Study questions>
• a. According to the passage on newborn vitamin K injections, how many babies with vitamin K deficiency bleeding were admitted to the Vanderbilt children's hospital in 8 months?
• b. Render this sentence from the passage on newborn vitamin K injections in Spanish: "This rare disorder occurs because human infants do not have enough vitamin K, a blood coagulant, in their systems."
• c. Carry on the passage on newborn vitamin K injections beyond its final sentence.

___ Exercise passage ___

When my sister’s husband said that he wouldn’t vaccinate my niece if they didn’t make it so hard to get them into school, I about slapped him silly. That is the ultimate sign to me of lazy and uneducated parenting, which unfortunately can endanger the lives, not only of those children who are not vaccinated, but others who may not be old enough for example who are exposed to them, but it’s going even further. Anti-vaxxers aren’t going to stop or bother to think now. They have recently started to reject a simple vitamin K injection that has been a standard part of newborn care for years, since the 1960’s in fact.
What happens is parents who find themselves in the emergency room with a baby with vitamin K deficiency bleeding. Chris Mooney reports,
This rare disorder occurs because human infants do not have enough vitamin K, a blood coagulant, in their systems. Infants who develop VKDB can bleed in various parts of their bodies, including bleeding in the brain. This can lead to death in some cases.
The problem has been going on for a while, but really came to light just recently this spring. Tom Wilemon, writing for the Tennessean, noticed 7 babies being admitted to the Monroe Carell Jr. Children’s Hospital at Vanderbilt in just 8 months with vitamin K deficiency bleeding. Doctors believe they were directly caused by parents refusing the injection, because apparently they’ve heard that the shot causes leukemia. Just like vaccines, which most kids get, vitamin K injections have never been proven to have this effect. In fact,
followup studies disproved that theory, according to Vanderbilt doctors.

___ Given information ___

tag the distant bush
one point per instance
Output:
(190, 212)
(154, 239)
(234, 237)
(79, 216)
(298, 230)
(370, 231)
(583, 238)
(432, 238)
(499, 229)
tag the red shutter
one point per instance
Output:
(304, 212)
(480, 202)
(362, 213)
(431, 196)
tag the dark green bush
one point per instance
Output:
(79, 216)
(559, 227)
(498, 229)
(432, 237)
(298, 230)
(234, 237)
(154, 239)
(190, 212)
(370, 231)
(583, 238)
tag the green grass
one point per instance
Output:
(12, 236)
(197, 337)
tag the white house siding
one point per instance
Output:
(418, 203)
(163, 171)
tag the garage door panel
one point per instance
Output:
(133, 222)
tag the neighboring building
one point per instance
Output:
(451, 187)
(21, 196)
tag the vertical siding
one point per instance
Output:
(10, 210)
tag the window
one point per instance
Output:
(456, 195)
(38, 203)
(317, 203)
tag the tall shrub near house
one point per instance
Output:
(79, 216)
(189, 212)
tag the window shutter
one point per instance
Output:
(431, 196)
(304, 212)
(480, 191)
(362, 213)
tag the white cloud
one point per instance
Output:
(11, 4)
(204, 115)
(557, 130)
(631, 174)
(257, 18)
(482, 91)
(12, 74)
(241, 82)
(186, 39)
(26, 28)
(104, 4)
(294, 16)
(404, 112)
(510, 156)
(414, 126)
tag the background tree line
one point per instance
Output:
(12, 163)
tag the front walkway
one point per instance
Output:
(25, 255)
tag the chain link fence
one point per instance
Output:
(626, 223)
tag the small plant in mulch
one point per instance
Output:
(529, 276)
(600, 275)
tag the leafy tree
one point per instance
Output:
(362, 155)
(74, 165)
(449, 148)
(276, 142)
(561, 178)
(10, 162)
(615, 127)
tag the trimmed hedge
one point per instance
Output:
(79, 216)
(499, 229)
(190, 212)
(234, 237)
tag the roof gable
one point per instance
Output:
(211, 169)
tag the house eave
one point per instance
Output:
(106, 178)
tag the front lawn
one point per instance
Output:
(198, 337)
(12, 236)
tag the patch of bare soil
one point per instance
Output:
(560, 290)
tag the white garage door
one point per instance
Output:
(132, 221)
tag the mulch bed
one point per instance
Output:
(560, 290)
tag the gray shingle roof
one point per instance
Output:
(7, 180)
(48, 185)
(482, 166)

___

Per-task answers>
• a. Seven babies.

• b. Este trastorno poco común se produce porque los bebés humanos no tienen suficiente vitamina K, un coagulante de la sangre, en su organismo.

• c.
For one of the families, twins were both diagnosed with the same issue after they found out about the lack of a vitamin K shot. For the twin who had already developed bleeding though, the damage was done. Tests showed multiple brain bleeds, and he will now be undergoing physical therapy for neuromuscular development issues. They have not determined whether or not he will be mentally handicapped.
Ironically, doctors have found that women who breastfeed exclusively are under an even greater need to provide their babies with the vitamin K shot. Considering how we hold breastfeeding up like the holy grail of child care, especially in the communities where vaccinations are low, it’s a bit scary.
VKDB can show up in 2 basic forms: an
early form (in the first week of life) and a
late form, which is considerably more dangerous. It tends to strike between 2 and 12 weeks, and it strikes in infants who have not received vitamin K and are exclusively breastfed. The irony is that vitamin K levels are significantly lower in breast milk than in formula.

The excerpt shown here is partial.